▶ _DOCUMENT EXTRACT_
- - - - -

When we consider all the many forms of pollution, light pollution is almost always overlooked. A starless sky is taken for granted in the city, as residents rely on bright street lights and home flood lights for security and convenience. According to a recent study performed by researchers at the National Oceanographic and Atmosphere Administration (NOAA), however, the cost of this safety and security is much higher than starless nights.
Many air toxins released in urban environments, like ozone, collect during the day and are dispersed at night through a series of chemical reactions in the atmosphere. The primary reactant studied, the nitrate radical, renders many toxins harmless, but it is inactivated by the sunlight. Though the lights used on homes, businesses and streets are nowhere near as powerful as the sun, the study shows that the nitrate radical is significantly impaired by them.
Measurements from the atmosphere over Los Angeles found the city’s lights were responsible for decreasing nitrate radical formation by 7% and increasing the amount of ozone precursors by 5% the next day. This may not sound like much, but a large number of US cities are nearing or exceeding federal clean air guidelines already. The problem becomes more significant, when we consider that those metal halide and high-pressure sodium lights, the most common forms of street lighting, cause more pollution through nightly operation.
Light pollution also has a number of other effects uncovered in recent years. The mechanism behind a previously identified link between light pollution and an increase in breast cancer has been uncovered by researchers studying the effects of melatonin. Production of melatonin in the brain happens primarily in darkness, and melatonin was found to inactivate the effects of sex hormones on reproductive tissues. Many disorders, from prostate cancer to insomnia and PMS, are exacerbated when night-lighting decreases melatonin production.

- - - - -

▶ _PROMPT 1_
Answer each question from the article on light pollution, one answer per line, marked (a), (b) and (c):
(a) Researchers at which agency performed the study on light pollution and air toxins?
(b) By what percentage did the lights of Los Angeles decrease nitrate radical formation?
(c) Under what condition does the brain primarily produce melatonin?
▶ _PROMPT 2_
Retype the article on light pollution word for word, from the part that opens with the words containing "Light pollution also" through the part that closes with "decreases melatonin production.".
▶ _PROMPT 3_
Extend the article on light pollution, starting after its final sentence.

▶ _DATA SUPPLIED_
- - - - -

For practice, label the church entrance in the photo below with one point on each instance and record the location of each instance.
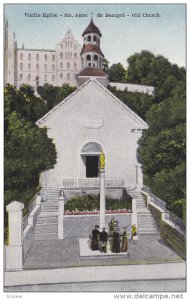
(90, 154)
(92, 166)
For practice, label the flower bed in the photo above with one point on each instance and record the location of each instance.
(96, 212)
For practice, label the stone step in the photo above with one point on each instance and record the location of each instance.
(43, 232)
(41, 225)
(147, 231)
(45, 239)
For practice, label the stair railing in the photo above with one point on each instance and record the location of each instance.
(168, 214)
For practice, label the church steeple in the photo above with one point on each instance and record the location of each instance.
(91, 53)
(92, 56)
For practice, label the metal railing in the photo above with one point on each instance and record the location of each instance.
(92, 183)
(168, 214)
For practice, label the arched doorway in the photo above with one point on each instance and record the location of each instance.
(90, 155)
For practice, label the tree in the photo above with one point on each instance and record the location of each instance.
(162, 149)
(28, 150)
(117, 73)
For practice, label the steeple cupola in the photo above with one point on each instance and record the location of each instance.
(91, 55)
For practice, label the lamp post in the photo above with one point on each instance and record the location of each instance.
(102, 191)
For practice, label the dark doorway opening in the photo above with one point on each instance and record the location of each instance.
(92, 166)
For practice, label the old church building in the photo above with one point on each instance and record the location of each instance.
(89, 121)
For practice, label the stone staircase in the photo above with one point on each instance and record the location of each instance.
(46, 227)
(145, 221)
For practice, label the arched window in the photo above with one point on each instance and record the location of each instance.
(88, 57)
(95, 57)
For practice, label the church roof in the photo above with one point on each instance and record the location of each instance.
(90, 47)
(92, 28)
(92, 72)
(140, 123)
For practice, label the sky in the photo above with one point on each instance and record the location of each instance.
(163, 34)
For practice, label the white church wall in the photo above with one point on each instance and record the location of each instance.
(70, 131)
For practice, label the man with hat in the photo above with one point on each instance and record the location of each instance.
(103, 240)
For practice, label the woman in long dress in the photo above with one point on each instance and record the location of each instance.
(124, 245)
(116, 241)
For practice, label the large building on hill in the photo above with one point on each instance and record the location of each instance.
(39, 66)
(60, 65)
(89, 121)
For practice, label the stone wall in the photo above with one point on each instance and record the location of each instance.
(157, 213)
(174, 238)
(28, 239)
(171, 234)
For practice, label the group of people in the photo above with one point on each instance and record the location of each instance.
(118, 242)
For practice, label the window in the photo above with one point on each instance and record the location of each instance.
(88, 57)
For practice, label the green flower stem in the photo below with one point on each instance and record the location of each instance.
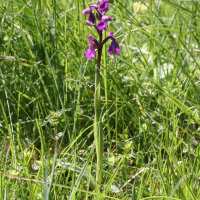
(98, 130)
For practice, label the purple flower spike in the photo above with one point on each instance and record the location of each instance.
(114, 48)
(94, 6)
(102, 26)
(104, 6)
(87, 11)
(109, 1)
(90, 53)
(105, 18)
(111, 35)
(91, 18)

- - - - -

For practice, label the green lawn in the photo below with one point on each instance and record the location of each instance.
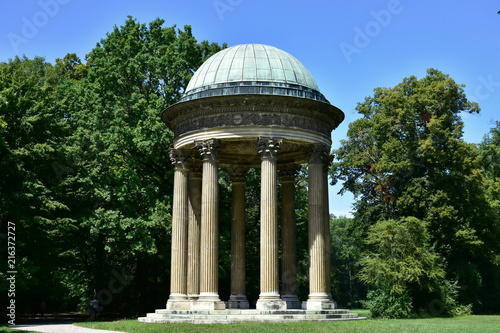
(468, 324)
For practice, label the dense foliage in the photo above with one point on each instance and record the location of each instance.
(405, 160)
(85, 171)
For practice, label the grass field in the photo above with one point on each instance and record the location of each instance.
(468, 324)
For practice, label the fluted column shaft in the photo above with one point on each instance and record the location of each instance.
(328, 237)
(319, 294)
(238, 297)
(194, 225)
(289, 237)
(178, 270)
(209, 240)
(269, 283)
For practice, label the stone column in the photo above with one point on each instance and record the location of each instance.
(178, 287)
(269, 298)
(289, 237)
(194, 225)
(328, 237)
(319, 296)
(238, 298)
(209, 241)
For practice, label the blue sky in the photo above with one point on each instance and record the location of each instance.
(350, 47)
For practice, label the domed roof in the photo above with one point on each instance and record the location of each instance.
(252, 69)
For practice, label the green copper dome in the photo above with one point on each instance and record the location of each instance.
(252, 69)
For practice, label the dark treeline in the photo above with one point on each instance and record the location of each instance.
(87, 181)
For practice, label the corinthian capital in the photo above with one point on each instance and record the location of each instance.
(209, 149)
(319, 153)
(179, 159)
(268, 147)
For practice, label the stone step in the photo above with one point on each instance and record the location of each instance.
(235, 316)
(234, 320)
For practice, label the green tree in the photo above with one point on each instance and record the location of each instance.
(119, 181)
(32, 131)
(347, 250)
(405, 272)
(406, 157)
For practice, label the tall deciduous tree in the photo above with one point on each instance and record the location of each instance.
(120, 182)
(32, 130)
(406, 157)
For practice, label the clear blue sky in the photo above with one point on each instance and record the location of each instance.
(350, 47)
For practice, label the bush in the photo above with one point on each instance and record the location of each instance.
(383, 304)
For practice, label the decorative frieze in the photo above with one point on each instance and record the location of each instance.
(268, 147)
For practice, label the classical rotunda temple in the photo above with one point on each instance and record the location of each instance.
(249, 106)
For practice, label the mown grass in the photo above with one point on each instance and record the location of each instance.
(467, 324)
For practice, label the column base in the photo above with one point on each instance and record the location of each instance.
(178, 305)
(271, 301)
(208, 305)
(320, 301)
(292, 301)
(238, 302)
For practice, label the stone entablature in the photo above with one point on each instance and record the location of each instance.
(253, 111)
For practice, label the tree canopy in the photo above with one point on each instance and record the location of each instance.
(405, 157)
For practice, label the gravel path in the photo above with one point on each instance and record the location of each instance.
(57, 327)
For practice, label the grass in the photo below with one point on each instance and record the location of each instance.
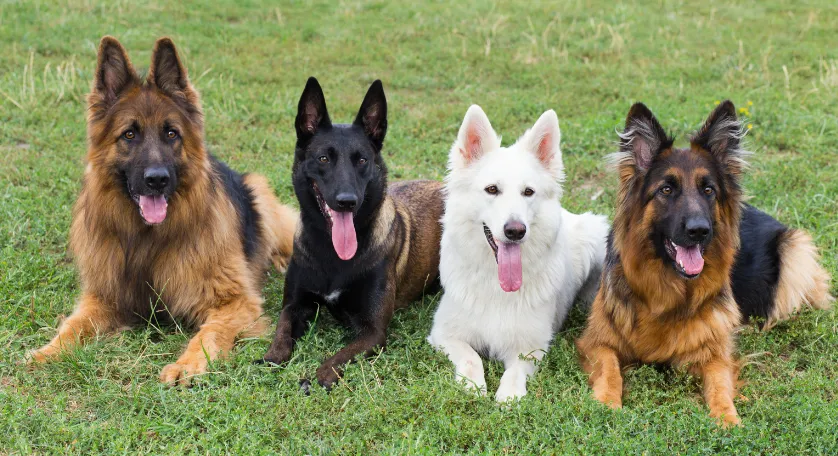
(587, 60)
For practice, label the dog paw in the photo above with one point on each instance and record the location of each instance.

- - - - -

▶ _ANSWER 1_
(a) The National Oceanographic and Atmosphere Administration (NOAA)
(b) 7%
(c) In darkness

▶ _ANSWER 2_
Light pollution also has a number of other effects uncovered in recent years. The mechanism behind a previously identified link between light pollution and an increase in breast cancer has been uncovered by researchers studying the effects of melatonin. Production of melatonin in the brain happens primarily in darkness, and melatonin was found to inactivate the effects of sex hormones on reproductive tissues. Many disorders, from prostate cancer to insomnia and PMS, are exacerbated when night-lighting decreases melatonin production.

▶ _ANSWER 3_
This isn’t a surprise given that animal breeding cycles are largely determined by the changing length of night during the year. Light pollution can cause serious problems to wildlife by disrupting breeding cycles and interfering with migratory patterns. According to researchers at Purdue, light also damages many common deciduous trees and shrubs, as these plants rely on the changing length of night as well.
Policy-makers, business owners, and individuals need to become aware of the costs of light pollution and make the necessary adjustments. There are immediate benefits to doing so, including lower energy bills and less fossil fuel pollution. Fixing this problem is as easy as turning out the lights, but it does not necessarily mean compromising on safety or convenience. Traditional lights can be exchanged for dark sky lighting, directed LED lights or directed at the ground, with extended-hood attachments, to reduce sky glare significantly.